Text extract =
----------

Single by Shola Ama

from the album Much Love
- Released: 11 November 1996
- Genre: Soul
- Length: 3:53
- Label: WEA; Freakstreet;
- Songwriters: Shaun LaBelle; Stevie Bensusen;
- Producer: Shaun LaBelle

Shola Ama singles chronology
| "Celebrate" (1995) | "You're the One I Love" (1996) | "You Might Need Somebody" (1997) |
| "You Might Need Somebody" (1997) | "You're the One I Love" (1997) | "Who's Loving My Baby" (1998) |

Music video
- "You're the One I Love" on YouTube

= You're the One I Love =

1996 single by Shola Ama

"You're the One I Love" is a song by English singer Shola Ama, released by WEA Records and Freakstreet as the first single from her debut album, Much Love (1997), in November 1996. The song is written by Shaun LaBelle with Stevie Bensusen and produced by LaBelle. On the first single release, it reached number 81 on the UK Singles Chart, but after her successful cover version of "You Might Need Somebody" in 1997, it was re-released in August of that year and peaked at number three, becoming her highest-charting hit in the UK. Elsewhere, the single charted in Estonia, France, the Netherlands, New Zealand and Romania. The accompanying music video was directed by Randee St. Nicholas.

==Critical reception==
British magazine Music Week gave the song a score of four out of five, adding, "Seventeen-year-old Ama shows maturity beyond her years with a classy, soulful performance on this debut single." Paul Elliott wrote, "'You're the One I Love' is a precocious big-league debut. Written and produced by Shaun Labelle, one of America's fastest-rising new producer's, the track is smooth and streetwise and Ama's performance is super-confident." A reviewer from Sunday Mirror said after the re-release of the single, following "You Might Need Somebody", "She could have been a one-hit wonder but on this showing young Shola has got legs. Good to see a Brit teaching the Yanks a thing or two about funky soul." Bobbito Garcia for Vibe concluded, "It's a slammin' song. I couldn't understand why it didn't do well in the States."

==Music video==
The music video for "You're the One I Love" was directed by Randee St. Nicholas. It takes place in a restaurant. In the beginning, Ama arrives at the place, meeting her friends. Occasionally she is also seen singing as she peeks out through one of the windows. She notices a man in the street. He also enters the restaurant and sits down with his friends. These two start looking at each other. Halfway through the video, the man leaves for unknown reason. Apparently sad by this, Ama lights up again when he suddenly reappears on the other side of the window, looking at her. As the video draws to a close, the singer is left alone after her friends leave. The man who until now has been sitting at the other end of the room walks towards her and sits down with her. As the video ends, they sit and talk in the restaurant.

----------

Provided material =
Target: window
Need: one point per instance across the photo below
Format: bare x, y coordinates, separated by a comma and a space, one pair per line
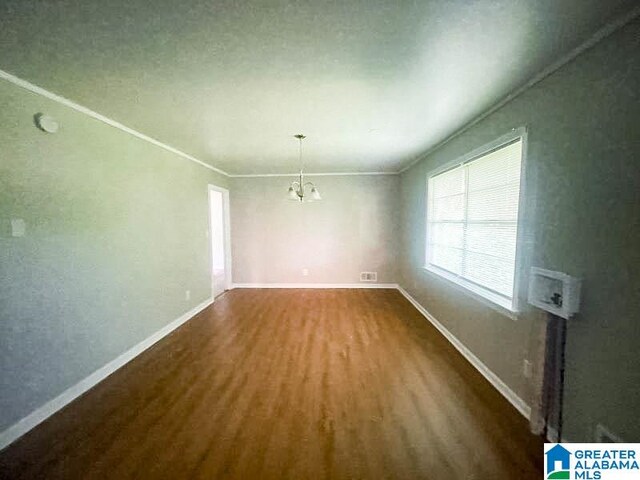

----------

Job =
Answer from the text on "You're the One I Love":
(a) What position did the song reach on the UK Singles Chart when it was first released?
(b) What score did Music Week give the song?
(c) Where does the music video take place?
The material stands apart from the text on "You're the One I Love."

Task output =
(a) Number 81.
(b) Four out of five.
(c) In a restaurant.